THE EXERCISE:
Copy the data from the line containing "Task: indicate one point on every instance of the blue shirt" through the end of the data, including the request line. Multiply every coordinate in the answers by 0.5, rounding to whole numbers with halves rounded up.
Start THE RECORDS
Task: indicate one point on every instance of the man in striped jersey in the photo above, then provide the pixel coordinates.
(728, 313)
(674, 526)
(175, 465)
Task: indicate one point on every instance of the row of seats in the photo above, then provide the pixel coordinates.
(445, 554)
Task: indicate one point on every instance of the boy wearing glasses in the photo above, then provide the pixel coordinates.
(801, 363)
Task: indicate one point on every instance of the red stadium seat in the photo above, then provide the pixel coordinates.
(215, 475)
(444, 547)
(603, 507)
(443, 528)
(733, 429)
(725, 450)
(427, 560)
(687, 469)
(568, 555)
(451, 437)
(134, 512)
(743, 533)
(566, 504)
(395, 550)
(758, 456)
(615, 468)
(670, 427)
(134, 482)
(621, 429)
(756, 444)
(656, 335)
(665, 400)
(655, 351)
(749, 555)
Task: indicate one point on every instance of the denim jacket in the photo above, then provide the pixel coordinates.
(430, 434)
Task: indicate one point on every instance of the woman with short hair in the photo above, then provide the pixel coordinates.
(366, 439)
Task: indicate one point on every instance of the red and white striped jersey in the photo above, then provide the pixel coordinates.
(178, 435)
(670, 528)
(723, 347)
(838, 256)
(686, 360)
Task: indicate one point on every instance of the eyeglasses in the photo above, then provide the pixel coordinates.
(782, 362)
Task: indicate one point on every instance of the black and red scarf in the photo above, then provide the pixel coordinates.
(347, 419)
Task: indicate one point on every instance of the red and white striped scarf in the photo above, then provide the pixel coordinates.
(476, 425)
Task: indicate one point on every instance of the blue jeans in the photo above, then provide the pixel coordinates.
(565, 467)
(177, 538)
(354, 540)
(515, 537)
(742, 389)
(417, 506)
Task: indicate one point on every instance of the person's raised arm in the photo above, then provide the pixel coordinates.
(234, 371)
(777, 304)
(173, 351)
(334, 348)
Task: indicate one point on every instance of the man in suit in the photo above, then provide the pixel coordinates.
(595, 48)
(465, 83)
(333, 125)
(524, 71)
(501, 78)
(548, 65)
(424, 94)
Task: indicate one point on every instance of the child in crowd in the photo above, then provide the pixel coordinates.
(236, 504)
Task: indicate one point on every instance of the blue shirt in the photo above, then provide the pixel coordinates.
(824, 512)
End THE RECORDS
ANSWER FOR THIS EXERCISE:
Task: indicate one point on every instance of the blue shirt in the photo above, then provide the pixel coordinates.
(412, 256)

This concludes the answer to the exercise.